**SUPPLIED INFORMATION**
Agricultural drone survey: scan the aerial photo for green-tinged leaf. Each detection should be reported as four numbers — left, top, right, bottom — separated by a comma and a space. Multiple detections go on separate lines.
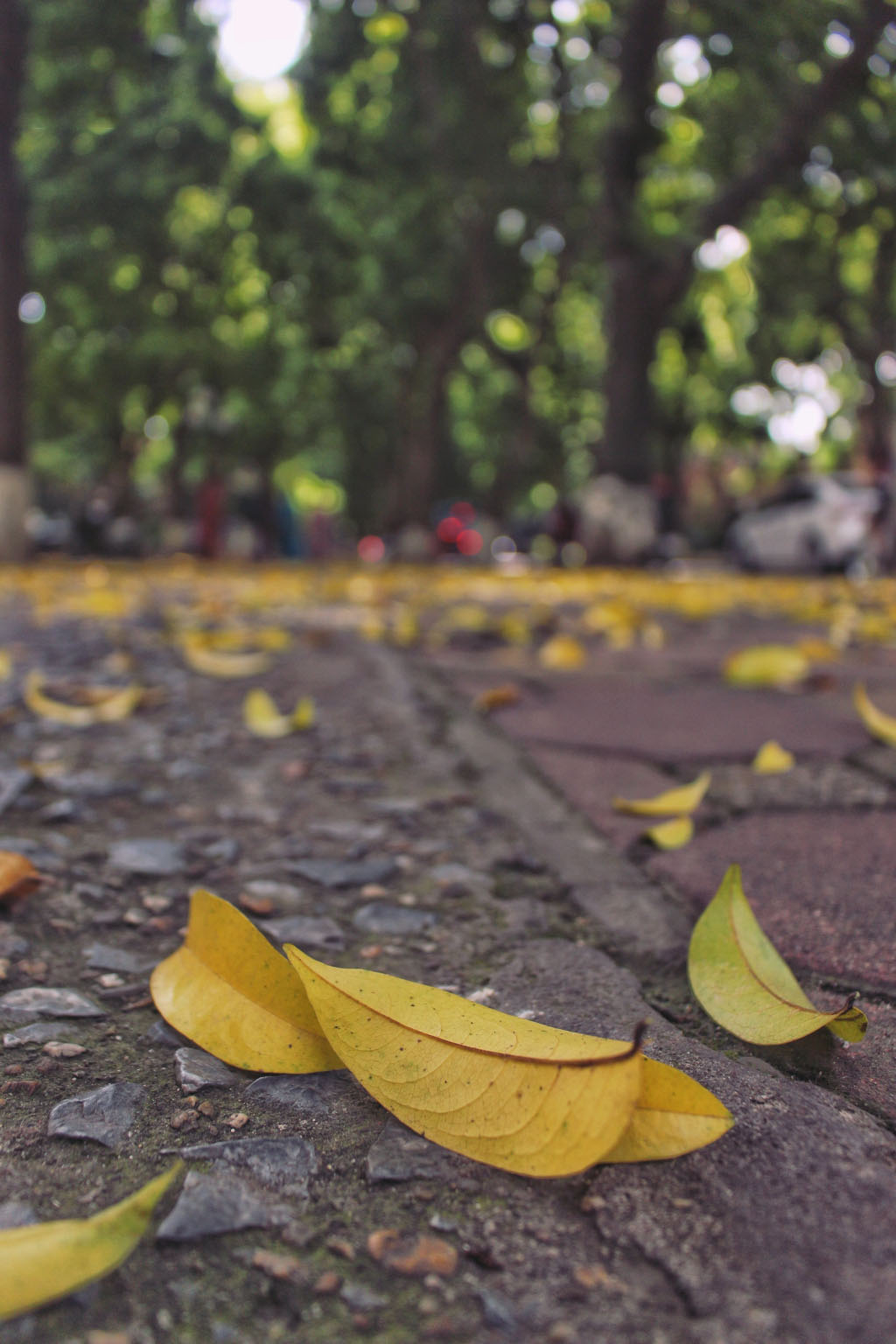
643, 817, 693, 850
688, 864, 868, 1046
600, 1055, 733, 1163
149, 890, 342, 1074
612, 770, 712, 817
721, 644, 810, 687
0, 1163, 184, 1320
751, 742, 795, 774
853, 684, 896, 747
286, 948, 642, 1176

**CHALLENGE**
Reproduce the lines above, starting at the first line and ending at the line that contains "612, 770, 712, 817", including both, word for word. Leave the pictures out of your answer.

**RESULT OF THE EXERCISE**
Agricultural drone survey: scan the aerial photo for green-tinged leaf. Each detection should be reported as four numbers — left, top, right, bottom — separated by a comma and a space. Multiple detections go on separate lines.
643, 817, 693, 850
688, 864, 868, 1046
600, 1055, 733, 1163
149, 890, 342, 1074
612, 770, 712, 817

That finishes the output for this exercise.